### Fragmento citado
Esta Iglesia sinodal es, a su manera, ideológica. Se crean necesidades pastorales que existen solo en la mente de quien las concibe; la doctrina ya no se recibe, sino que se produce. Por ejemplo, ¿de verdad creen que hay millones de parejas LGBT en el mundo que piden la bendición de la Iglesia? ¡Claro que no! Pero es importante para la Iglesia hoy, por las razones que acabamos de ver, dar un signo, una garantía. Documentos como Fiducia supplicans tienen un valor político frente al mundo, independientemente de la solicitud real de bendición, de la exigencia pastoral y del número de bendiciones que se darán. Poco importa que haya gente en contra, episcopados enteros que no estén a favor. En última instancia, ¡no importa! Lo que importa es que estos textos fueron producidos y publicados por su significado político.


La Iglesia sinodal es ideológica y totalitaria.


También está el aspecto autodeterminista. Sí, porque la Iglesia ya no es concebida en una estructura inmutable, dada por Dios, con objetivos inmutables, con una misión inmutable. No, es una Iglesia que, según las circunstancias históricas y, sobre todo, según las exigencias del momento, es capaz de revitalizarse y darse una finalidad nueva, susceptible a una evolución constante.

Datos de anotación por puntos:
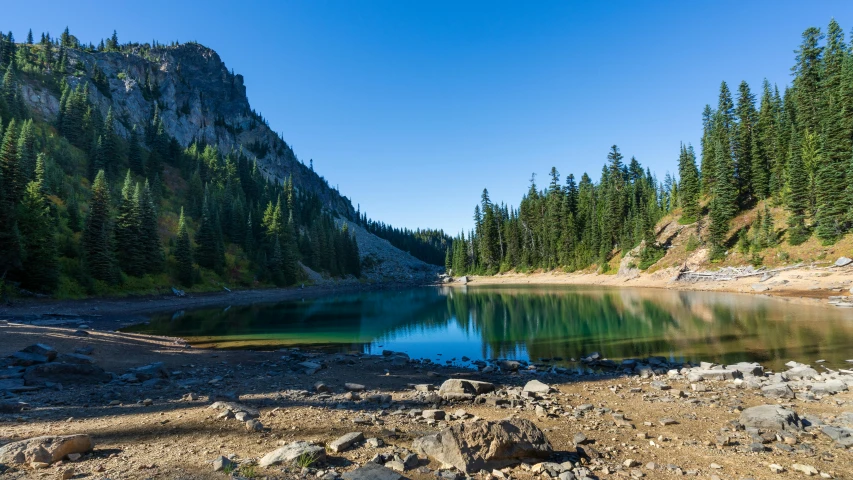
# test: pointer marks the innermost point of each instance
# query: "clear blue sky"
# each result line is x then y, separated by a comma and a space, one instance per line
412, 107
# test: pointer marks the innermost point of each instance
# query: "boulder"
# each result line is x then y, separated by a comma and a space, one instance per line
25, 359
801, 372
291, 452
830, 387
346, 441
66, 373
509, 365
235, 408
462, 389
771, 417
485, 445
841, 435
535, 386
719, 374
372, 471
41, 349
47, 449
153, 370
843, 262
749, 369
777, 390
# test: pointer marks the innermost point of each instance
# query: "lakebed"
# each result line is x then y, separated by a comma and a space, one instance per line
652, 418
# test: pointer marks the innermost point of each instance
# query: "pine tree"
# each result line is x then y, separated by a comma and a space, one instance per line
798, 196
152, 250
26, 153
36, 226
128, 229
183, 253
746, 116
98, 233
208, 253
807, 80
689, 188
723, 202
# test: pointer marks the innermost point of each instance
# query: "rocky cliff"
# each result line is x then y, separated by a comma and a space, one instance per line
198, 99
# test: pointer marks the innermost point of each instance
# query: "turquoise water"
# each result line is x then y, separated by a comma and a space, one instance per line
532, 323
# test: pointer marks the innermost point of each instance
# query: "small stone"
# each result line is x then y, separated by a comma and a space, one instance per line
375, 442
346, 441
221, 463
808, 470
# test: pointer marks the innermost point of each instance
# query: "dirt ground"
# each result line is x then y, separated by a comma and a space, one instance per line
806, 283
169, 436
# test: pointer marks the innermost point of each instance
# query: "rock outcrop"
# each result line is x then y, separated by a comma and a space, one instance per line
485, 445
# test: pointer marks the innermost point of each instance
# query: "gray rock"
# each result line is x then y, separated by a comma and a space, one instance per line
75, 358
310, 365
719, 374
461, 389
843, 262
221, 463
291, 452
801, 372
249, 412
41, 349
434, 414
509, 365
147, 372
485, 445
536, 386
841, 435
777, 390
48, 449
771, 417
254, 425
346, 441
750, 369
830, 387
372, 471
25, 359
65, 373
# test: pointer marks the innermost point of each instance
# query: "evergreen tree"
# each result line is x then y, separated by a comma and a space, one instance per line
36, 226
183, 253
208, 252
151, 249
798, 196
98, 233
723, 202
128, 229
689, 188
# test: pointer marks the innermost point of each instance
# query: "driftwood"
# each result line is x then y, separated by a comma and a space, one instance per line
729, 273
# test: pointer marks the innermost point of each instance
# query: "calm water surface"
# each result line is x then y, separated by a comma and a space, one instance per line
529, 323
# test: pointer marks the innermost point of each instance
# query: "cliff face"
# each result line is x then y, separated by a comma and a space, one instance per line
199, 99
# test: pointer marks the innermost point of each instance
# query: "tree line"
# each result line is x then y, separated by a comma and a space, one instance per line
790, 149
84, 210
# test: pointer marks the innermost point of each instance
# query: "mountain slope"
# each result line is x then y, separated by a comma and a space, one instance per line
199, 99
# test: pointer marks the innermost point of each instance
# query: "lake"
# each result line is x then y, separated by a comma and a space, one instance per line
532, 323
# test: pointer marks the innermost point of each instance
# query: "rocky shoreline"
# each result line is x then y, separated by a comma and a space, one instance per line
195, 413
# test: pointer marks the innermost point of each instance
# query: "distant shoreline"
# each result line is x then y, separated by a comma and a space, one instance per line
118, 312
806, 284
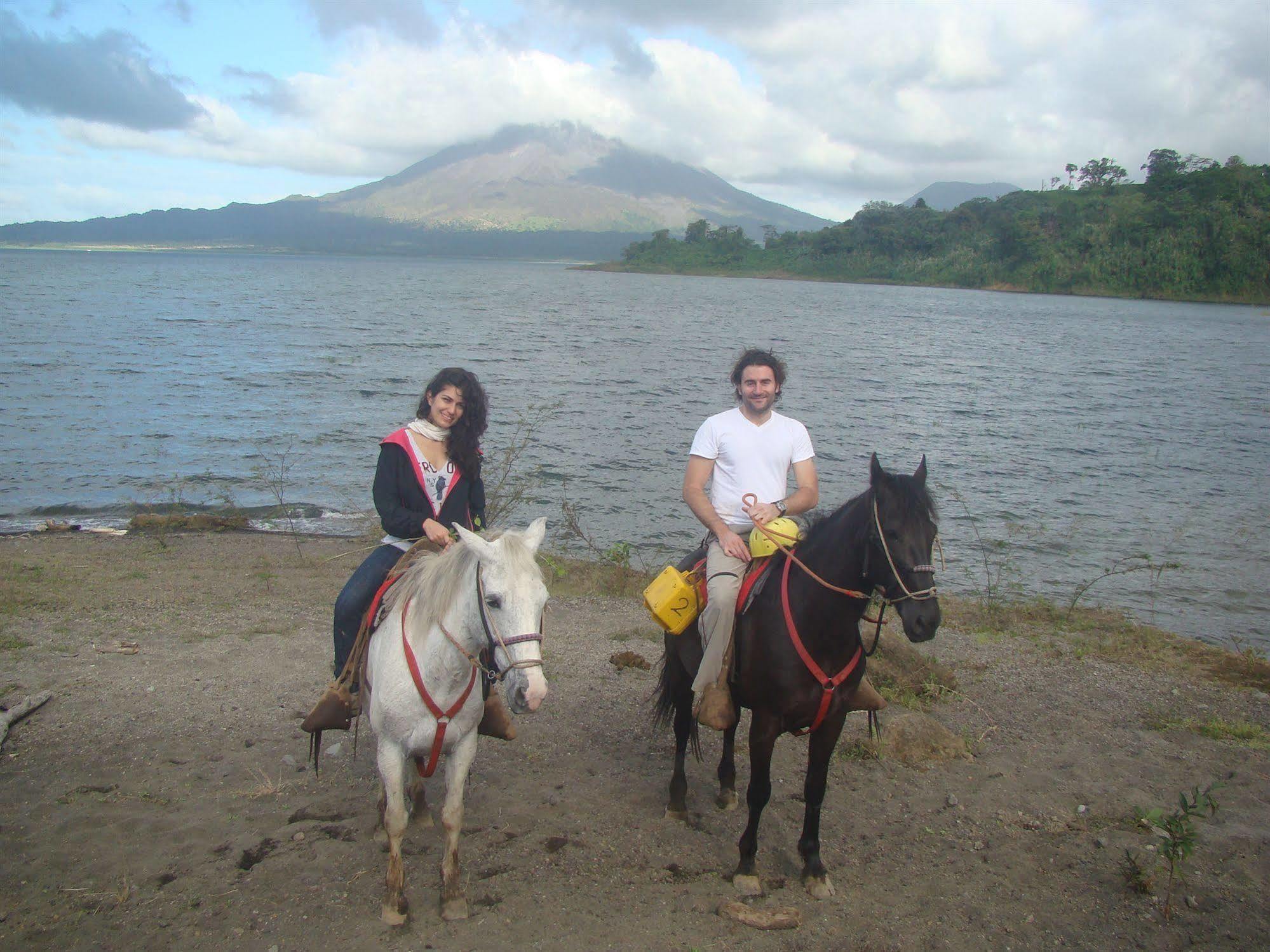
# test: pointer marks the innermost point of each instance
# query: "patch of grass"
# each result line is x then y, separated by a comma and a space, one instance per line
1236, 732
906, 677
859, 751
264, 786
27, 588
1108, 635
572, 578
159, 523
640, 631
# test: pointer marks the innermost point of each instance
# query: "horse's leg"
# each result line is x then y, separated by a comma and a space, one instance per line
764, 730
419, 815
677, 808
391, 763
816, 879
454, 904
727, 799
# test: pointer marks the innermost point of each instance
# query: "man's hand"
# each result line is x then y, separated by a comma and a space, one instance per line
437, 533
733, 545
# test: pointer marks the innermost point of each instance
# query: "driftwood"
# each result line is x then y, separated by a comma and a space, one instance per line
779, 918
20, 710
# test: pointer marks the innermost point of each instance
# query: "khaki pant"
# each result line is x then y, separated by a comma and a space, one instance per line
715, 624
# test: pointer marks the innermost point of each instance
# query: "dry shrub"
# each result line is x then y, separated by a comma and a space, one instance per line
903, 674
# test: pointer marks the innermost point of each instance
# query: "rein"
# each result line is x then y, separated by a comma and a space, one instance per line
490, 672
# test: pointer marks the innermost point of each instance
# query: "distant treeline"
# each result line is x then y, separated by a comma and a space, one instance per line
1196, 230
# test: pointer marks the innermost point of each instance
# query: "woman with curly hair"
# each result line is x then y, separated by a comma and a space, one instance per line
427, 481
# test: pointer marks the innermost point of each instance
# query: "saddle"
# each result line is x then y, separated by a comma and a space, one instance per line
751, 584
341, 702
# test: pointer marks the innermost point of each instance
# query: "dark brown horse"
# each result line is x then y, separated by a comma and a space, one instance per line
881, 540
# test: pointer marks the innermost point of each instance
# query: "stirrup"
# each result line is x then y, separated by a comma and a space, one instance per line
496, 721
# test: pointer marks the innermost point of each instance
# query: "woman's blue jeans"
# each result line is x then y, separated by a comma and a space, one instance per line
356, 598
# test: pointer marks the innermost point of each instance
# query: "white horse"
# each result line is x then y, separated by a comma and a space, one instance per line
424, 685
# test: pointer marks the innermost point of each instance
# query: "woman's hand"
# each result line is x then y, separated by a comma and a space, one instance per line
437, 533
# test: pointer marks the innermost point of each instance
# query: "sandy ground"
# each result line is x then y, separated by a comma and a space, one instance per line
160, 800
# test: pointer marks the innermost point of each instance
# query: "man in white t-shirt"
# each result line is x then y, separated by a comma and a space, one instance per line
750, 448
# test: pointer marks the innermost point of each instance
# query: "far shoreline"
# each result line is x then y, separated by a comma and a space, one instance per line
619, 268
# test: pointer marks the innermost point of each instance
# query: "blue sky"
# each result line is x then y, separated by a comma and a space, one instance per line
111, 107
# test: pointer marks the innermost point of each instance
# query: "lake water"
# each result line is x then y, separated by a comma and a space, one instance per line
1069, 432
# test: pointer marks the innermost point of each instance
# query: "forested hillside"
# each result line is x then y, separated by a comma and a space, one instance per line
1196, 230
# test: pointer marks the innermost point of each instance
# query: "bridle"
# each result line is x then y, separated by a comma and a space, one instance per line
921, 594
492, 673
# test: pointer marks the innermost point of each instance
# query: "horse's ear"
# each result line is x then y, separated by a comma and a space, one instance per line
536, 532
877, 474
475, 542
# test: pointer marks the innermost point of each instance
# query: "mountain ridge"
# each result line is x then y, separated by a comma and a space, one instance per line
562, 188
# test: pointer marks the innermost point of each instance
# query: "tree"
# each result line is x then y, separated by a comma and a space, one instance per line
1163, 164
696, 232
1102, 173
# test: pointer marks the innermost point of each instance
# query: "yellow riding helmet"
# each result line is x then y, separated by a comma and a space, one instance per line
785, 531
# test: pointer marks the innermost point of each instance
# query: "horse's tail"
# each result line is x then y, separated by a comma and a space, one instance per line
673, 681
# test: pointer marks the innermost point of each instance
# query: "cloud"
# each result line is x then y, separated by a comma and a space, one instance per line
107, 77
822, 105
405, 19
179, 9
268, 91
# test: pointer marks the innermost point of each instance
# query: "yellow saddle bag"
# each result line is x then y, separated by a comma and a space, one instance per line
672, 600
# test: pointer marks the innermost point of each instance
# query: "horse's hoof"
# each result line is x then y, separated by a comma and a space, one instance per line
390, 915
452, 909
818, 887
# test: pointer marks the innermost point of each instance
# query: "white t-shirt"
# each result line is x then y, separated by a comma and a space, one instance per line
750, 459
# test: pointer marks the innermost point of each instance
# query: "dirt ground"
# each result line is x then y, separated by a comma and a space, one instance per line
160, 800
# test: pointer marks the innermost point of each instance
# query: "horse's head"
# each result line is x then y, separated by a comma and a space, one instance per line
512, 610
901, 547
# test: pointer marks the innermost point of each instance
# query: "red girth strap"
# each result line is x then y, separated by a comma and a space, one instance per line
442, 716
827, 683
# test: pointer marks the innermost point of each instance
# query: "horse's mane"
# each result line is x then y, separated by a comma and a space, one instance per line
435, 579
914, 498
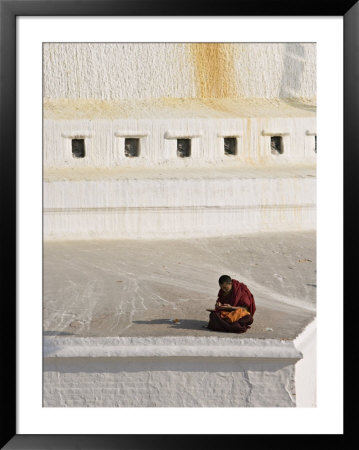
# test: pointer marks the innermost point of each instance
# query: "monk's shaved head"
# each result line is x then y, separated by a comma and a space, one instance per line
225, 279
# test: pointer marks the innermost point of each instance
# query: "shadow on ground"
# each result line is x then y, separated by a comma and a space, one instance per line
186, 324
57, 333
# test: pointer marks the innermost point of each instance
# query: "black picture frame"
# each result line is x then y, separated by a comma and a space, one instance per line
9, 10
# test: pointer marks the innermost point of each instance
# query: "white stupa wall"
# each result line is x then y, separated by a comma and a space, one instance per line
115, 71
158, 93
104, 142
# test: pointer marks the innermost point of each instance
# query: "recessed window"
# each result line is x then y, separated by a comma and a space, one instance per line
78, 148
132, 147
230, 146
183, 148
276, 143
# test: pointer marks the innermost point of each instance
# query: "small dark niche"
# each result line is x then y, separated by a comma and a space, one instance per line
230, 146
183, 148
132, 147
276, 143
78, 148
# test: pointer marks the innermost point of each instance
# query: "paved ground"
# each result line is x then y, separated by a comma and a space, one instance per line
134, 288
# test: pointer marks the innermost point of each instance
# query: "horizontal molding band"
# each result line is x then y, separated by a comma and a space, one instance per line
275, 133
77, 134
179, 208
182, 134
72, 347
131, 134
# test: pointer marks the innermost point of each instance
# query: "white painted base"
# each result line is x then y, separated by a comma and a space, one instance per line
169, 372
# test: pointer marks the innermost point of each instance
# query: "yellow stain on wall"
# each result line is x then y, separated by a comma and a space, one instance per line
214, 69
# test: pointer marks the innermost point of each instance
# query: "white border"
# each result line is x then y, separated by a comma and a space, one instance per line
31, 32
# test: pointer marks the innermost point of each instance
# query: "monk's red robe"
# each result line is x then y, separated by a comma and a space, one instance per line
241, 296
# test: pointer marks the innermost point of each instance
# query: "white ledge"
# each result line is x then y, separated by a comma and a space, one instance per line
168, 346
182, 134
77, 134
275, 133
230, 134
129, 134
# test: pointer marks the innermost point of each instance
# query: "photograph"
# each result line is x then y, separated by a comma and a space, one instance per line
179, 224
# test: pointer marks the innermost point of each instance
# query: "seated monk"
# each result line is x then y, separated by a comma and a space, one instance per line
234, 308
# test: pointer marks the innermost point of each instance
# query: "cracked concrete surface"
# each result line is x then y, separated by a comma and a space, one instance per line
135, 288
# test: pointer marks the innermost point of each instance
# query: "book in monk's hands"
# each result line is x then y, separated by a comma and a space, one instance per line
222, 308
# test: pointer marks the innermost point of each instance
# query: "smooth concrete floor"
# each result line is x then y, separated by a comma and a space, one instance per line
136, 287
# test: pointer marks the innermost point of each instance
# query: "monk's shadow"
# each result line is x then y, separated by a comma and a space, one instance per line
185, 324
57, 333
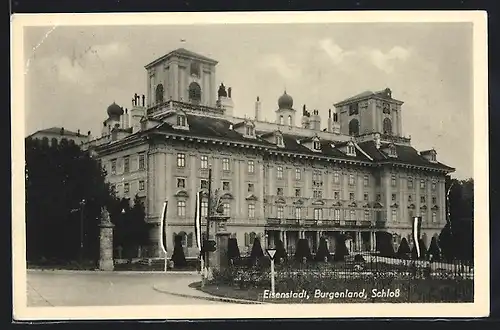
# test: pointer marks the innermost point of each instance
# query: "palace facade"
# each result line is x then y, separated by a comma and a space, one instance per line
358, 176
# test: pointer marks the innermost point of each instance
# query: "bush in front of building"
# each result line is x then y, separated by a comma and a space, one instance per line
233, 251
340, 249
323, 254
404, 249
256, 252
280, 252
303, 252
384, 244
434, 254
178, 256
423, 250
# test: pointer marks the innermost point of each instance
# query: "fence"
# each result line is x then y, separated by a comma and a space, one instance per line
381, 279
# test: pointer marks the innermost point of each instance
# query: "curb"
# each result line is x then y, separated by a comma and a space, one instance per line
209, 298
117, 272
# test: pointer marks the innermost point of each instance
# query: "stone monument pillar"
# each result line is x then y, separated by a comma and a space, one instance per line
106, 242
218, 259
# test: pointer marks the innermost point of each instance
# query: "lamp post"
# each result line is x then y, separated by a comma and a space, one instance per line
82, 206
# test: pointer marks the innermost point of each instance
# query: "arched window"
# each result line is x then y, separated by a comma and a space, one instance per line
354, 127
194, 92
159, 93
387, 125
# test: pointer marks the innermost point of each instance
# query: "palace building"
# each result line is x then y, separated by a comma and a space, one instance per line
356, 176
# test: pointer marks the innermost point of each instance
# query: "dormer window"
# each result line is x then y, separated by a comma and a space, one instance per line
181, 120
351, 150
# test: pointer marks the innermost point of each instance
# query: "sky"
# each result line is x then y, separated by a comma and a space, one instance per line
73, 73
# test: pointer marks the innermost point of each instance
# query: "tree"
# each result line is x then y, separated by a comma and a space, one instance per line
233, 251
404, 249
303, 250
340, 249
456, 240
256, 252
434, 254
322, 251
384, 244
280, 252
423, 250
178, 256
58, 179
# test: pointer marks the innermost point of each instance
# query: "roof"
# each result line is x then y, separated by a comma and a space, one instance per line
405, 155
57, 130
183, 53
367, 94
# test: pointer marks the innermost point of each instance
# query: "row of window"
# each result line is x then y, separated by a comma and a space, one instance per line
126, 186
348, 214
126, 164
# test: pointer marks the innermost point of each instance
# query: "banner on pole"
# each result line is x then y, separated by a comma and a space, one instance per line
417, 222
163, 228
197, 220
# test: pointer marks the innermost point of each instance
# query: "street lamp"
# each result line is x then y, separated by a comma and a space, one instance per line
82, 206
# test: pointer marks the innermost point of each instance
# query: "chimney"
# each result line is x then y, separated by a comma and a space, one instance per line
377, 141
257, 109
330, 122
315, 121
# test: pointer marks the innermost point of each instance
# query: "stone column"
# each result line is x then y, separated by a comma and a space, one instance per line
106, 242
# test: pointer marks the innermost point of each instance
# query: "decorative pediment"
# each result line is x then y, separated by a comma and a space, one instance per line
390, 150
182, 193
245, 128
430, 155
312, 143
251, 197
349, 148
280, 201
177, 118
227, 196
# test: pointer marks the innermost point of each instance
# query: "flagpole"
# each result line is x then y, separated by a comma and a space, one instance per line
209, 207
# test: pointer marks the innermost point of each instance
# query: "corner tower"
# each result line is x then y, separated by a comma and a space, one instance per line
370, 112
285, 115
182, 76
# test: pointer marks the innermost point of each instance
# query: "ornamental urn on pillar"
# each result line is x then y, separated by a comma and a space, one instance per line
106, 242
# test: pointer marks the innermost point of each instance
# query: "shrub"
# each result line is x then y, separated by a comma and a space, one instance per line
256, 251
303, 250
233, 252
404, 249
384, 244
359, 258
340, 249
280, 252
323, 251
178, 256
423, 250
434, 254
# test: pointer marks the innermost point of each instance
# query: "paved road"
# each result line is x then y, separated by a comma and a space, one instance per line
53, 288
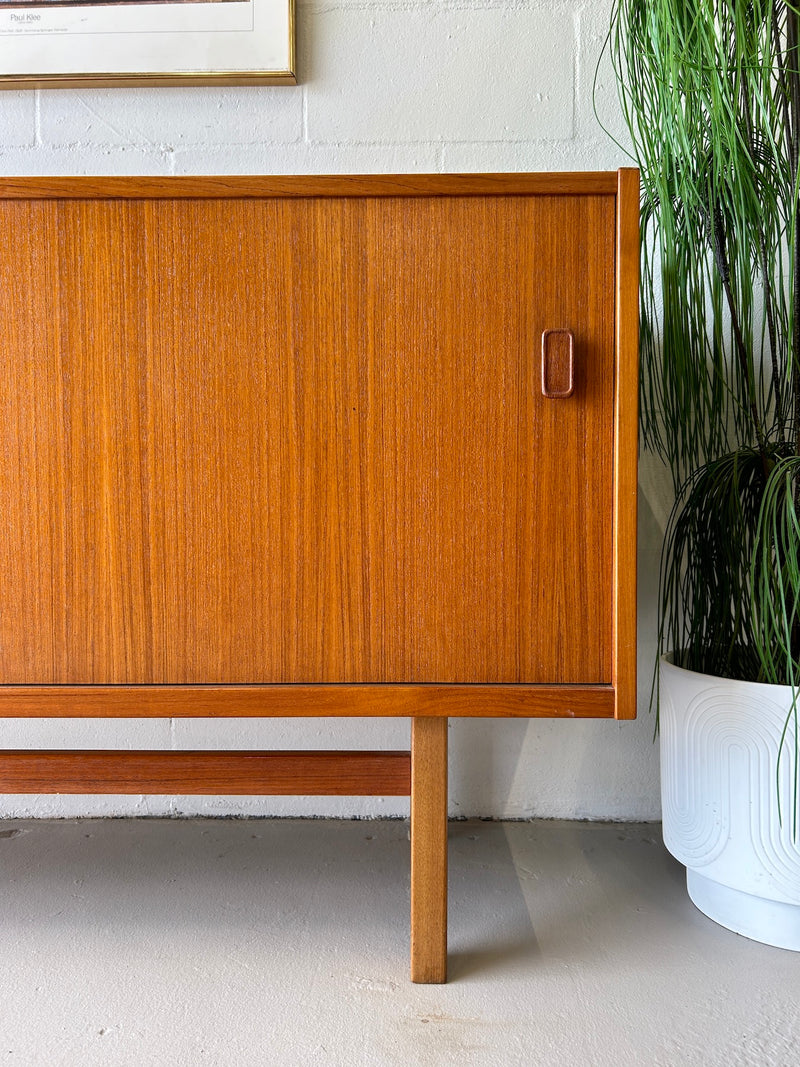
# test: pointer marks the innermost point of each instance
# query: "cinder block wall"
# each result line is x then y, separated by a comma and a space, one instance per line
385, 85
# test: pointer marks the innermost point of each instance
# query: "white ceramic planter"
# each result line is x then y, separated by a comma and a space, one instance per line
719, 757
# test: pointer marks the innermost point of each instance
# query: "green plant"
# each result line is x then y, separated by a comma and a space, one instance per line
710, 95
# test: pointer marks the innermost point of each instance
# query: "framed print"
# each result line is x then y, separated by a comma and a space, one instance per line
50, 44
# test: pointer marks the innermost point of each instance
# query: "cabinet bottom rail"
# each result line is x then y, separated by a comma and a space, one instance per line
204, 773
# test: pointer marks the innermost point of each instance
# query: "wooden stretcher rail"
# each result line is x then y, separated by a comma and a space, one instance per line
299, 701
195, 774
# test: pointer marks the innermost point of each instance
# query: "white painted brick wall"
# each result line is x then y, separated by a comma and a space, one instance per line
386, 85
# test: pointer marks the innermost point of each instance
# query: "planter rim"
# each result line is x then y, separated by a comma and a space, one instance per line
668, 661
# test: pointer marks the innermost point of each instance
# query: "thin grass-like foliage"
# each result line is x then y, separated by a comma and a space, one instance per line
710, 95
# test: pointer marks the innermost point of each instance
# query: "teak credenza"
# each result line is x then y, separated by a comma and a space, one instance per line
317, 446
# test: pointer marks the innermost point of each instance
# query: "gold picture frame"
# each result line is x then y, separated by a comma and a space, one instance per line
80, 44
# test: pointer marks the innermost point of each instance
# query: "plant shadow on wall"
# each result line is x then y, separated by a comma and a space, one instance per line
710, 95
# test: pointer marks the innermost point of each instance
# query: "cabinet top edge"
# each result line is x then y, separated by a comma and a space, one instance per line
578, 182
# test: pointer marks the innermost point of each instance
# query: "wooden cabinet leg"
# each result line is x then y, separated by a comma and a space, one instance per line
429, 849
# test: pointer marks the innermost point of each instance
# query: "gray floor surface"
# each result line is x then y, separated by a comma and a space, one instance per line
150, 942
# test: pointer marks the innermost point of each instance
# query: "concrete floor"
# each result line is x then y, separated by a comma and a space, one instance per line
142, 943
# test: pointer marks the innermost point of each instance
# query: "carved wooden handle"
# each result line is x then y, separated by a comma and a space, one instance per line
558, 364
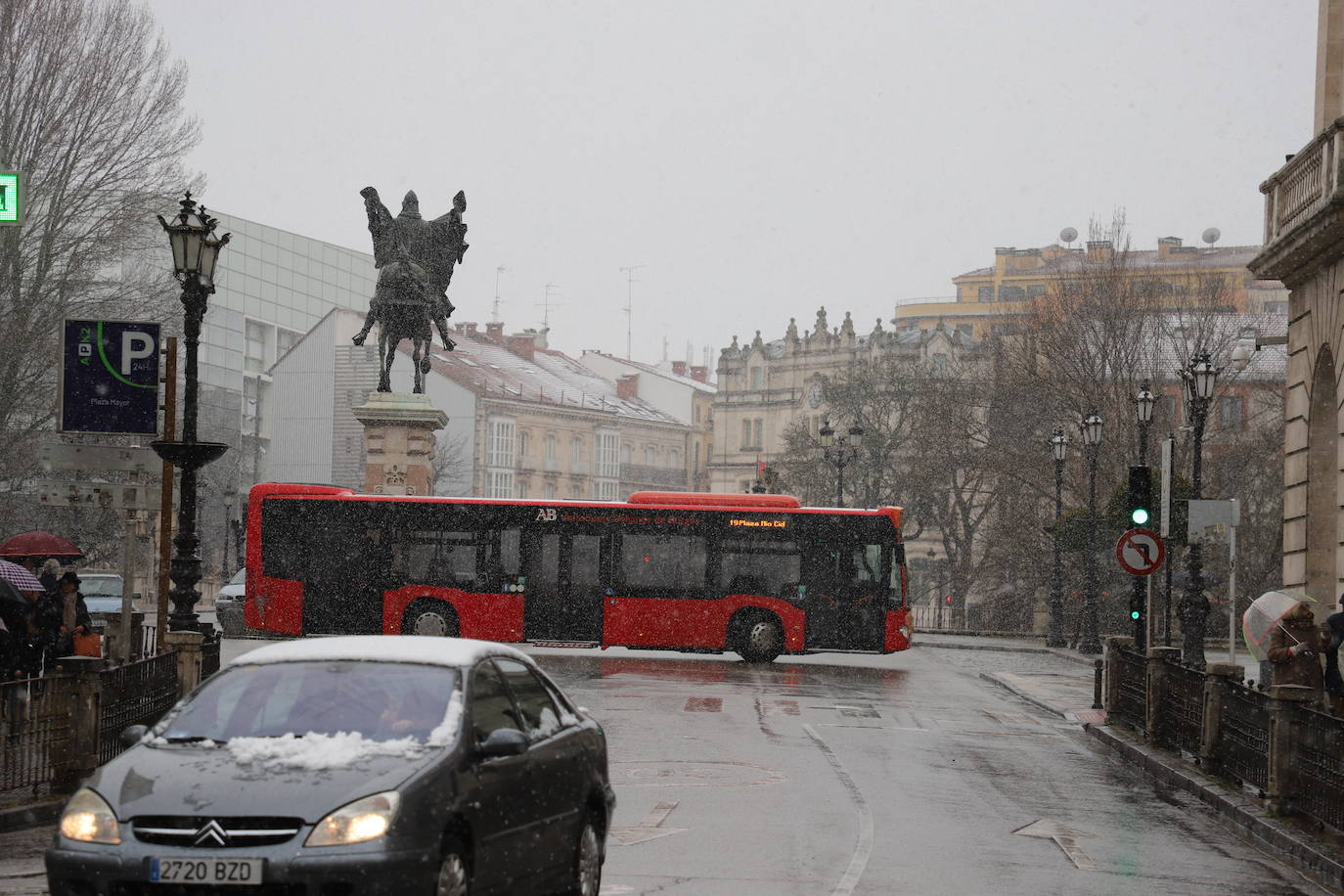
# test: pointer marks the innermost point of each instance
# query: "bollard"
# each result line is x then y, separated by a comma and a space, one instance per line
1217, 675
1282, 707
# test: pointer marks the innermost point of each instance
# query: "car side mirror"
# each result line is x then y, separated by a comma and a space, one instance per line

### Tu tarea
[1] ¿Qué valor tienen frente al mundo documentos como Fiducia supplicans, según el texto sobre la Iglesia sinodal?
[2] Por favor, transcribe del texto sobre la Iglesia sinodal el tramo que va de "La Iglesia sinodal" a "una evolución constante.".
[3] Prosigue el texto sobre la Iglesia sinodal a partir de su última frase.

### Respuestas
[1] Un valor político.

[2]
La Iglesia sinodal es ideológica y totalitaria.


También está el aspecto autodeterminista. Sí, porque la Iglesia ya no es concebida en una estructura inmutable, dada por Dios, con objetivos inmutables, con una misión inmutable. No, es una Iglesia que, según las circunstancias históricas y, sobre todo, según las exigencias del momento, es capaz de revitalizarse y darse una finalidad nueva, susceptible a una evolución constante.

[3]
La Iglesia sinodal también es totalitaria. ¿Por qué? Porque se obliga a la Iglesia, como cuerpo social, a adaptarse a principios que no le son connaturales. Se fuerza violentamente la realidad de las cosas. De ahí ciertas reacciones, perfectas o imperfectas, completas o incompletas. Se ha mencionado ya en varias ocasiones una aparente contradicción entre una Iglesia sinodal que escucha –abierta a todos, donde todos pueden hablar, participar, etc. – y al mismo tiempo actos sumamente autoritarios, por parte del Papa Francisco en particular, o por lo menos bajo su pontificado. Esta contradicción ya ha sido mencionada. ¿Cómo resolverla? La respuesta está allí: la Iglesia sinodal es totalitaria. Se incrustan sobre la realidad conceptos e ideas que no le corresponden; y necesariamente, cuando se ejerce violencia, cuando se fuerzan las cosas, se es totalitario: se hace uso de la autoridad para forzar las cosas, pero al mismo tiempo se afirma que todos son escuchados. 

Finalmente, es convencional: es la base sinodal la que, en teoría, sugiere las decisiones del gobierno. Lo que se decide se presenta siempre en estos términos: es todo el pueblo de Dios quien, a través de su sensus fidei, sugiere tal o cual camino a seguir.

Esto debería ser para nosotros una clave interpretativa. Es necesario ver, en las grandes decisiones de este pontificado, el deseo de conformarse lo más posible a los grandes principios del mundo de hoy, y del mundo político, con todo lo que esto puede significar.

III - El sínodo, un instrumento revolucionario

Veamos ahora el sínodo como tal, en este contexto. ¿Tiene el sínodo un papel particular?

No voy a centrarme en el aspecto teológico, doctrinal, según el cual el sínodo es la expresión de la colegialidad, de este deseo de gobernar la Iglesia todos juntos tomando la base como punto de partida.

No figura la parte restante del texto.